» **What is needed**:
Copy nothing but the lines below running from the line containing "point(223, 130)" through the line containing "point(477, 209)", both end lines included.

» **Saved entries**:
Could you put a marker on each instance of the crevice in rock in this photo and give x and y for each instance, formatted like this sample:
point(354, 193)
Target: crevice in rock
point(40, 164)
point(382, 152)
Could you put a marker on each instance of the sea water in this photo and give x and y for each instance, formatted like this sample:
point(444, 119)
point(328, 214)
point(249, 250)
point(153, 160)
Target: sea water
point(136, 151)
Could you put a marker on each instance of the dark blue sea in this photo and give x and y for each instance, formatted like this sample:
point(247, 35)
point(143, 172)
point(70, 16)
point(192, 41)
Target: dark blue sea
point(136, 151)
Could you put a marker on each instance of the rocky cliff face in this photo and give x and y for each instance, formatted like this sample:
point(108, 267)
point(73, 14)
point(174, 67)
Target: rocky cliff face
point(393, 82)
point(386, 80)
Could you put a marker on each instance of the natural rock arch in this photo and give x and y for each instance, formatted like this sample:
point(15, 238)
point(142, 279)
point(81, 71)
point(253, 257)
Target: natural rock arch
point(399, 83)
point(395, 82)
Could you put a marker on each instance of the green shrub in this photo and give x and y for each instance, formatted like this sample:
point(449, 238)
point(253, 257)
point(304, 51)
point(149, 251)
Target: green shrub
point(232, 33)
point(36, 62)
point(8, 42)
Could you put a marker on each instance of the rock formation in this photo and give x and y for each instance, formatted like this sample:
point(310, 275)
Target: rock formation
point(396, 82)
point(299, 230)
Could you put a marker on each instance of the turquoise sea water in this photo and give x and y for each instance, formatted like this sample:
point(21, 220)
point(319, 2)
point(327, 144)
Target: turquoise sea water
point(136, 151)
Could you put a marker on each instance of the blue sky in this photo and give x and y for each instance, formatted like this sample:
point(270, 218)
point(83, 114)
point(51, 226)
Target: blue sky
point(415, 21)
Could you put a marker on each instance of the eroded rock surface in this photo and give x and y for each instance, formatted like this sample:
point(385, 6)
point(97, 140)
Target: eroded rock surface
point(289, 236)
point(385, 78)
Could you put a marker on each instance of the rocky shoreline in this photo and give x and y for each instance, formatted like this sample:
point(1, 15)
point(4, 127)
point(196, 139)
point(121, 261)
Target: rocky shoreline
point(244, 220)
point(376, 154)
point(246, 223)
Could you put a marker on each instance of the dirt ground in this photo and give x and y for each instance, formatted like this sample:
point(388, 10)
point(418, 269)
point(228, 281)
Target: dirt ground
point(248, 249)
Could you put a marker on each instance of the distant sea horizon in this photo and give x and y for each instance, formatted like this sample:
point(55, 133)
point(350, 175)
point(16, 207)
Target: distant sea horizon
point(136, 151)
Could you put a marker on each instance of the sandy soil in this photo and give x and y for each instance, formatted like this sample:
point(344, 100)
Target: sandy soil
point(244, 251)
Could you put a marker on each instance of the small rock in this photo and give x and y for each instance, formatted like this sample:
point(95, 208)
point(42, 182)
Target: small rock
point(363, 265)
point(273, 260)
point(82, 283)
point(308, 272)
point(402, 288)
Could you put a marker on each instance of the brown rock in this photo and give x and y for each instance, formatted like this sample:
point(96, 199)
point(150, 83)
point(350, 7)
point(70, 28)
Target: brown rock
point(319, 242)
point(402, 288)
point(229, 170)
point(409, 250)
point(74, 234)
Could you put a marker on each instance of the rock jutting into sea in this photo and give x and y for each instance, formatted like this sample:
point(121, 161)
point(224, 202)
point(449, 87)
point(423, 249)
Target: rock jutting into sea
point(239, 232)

...

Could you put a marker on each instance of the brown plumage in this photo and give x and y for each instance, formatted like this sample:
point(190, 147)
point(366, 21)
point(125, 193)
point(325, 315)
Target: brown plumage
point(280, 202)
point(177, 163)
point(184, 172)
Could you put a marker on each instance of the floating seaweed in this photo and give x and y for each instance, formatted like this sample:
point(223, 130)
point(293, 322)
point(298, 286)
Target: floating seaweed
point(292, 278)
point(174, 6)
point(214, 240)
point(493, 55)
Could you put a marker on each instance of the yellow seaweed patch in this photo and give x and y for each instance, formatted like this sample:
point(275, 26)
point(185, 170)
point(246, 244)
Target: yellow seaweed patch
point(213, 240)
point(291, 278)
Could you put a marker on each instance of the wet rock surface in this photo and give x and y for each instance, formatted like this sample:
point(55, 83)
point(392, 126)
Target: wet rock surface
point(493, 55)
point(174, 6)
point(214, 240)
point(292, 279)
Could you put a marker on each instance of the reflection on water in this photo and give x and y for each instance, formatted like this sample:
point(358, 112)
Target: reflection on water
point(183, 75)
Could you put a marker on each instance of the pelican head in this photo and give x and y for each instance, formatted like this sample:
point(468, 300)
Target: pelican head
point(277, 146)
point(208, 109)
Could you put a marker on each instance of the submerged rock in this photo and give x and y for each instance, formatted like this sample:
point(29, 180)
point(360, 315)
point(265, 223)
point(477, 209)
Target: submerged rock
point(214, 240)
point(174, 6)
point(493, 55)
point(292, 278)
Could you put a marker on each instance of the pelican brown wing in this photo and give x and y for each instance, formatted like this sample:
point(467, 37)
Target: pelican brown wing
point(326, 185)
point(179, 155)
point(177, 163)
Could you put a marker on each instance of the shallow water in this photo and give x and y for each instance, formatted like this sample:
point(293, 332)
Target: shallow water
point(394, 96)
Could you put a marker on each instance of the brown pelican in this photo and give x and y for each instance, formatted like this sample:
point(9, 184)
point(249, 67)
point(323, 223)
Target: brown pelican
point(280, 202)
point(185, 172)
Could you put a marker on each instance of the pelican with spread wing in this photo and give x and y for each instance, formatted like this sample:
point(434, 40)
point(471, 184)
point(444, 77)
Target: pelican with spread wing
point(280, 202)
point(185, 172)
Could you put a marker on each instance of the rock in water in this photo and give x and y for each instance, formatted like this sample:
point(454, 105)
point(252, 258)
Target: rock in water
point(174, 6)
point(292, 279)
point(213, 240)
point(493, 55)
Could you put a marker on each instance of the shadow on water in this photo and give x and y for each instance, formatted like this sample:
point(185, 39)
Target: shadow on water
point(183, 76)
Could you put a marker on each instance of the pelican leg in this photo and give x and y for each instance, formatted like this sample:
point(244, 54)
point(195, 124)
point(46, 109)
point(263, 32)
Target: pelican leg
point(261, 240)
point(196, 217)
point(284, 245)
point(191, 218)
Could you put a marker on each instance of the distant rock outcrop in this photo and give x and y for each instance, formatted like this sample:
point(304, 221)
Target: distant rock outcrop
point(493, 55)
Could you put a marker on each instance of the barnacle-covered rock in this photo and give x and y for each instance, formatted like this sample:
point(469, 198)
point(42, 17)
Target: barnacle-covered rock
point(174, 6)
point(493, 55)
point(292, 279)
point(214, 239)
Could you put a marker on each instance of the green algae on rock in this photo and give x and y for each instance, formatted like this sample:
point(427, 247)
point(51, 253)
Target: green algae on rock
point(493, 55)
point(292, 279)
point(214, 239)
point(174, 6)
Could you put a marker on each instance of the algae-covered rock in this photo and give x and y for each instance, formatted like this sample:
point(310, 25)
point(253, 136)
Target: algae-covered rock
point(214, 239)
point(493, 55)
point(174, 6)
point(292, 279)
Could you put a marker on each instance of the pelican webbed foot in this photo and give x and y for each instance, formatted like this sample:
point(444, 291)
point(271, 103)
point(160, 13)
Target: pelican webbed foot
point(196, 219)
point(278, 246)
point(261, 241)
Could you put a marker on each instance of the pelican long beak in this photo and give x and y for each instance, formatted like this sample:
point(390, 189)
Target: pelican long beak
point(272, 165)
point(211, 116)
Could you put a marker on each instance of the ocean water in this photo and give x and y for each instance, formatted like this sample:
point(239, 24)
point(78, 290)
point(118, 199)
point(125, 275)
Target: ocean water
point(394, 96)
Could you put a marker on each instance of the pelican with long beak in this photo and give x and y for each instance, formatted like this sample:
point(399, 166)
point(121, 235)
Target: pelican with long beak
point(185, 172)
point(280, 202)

» **Answer for the task**:
point(223, 130)
point(293, 322)
point(298, 286)
Target: floating seaweed
point(292, 278)
point(174, 6)
point(214, 240)
point(493, 55)
Could you put a marker on each instance of the yellow seaweed patch in this photo and give x and y for each instance, formatted like this sample:
point(275, 26)
point(185, 170)
point(246, 244)
Target: yellow seaweed patch
point(213, 240)
point(291, 278)
Could you put a marker on each instance of the wet rock surface in this photo and give x and y for each instance, formatted like this sample:
point(55, 83)
point(392, 126)
Target: wet rock surface
point(493, 55)
point(174, 6)
point(214, 240)
point(292, 279)
Could you put a marker on each instance of the reflection on water in this photo and give x and y for each instance, formatted like this sample:
point(358, 112)
Target: reflection on water
point(183, 75)
Could you put a marker on each instance of the pelican head in this photo and give x and y for each instance, formatted like this sample:
point(468, 300)
Target: pelican head
point(277, 146)
point(208, 109)
Could you put a marker on each instance of the submerged rock in this photo and give x and y for each instance, formatted like this sample:
point(29, 180)
point(360, 315)
point(265, 223)
point(477, 209)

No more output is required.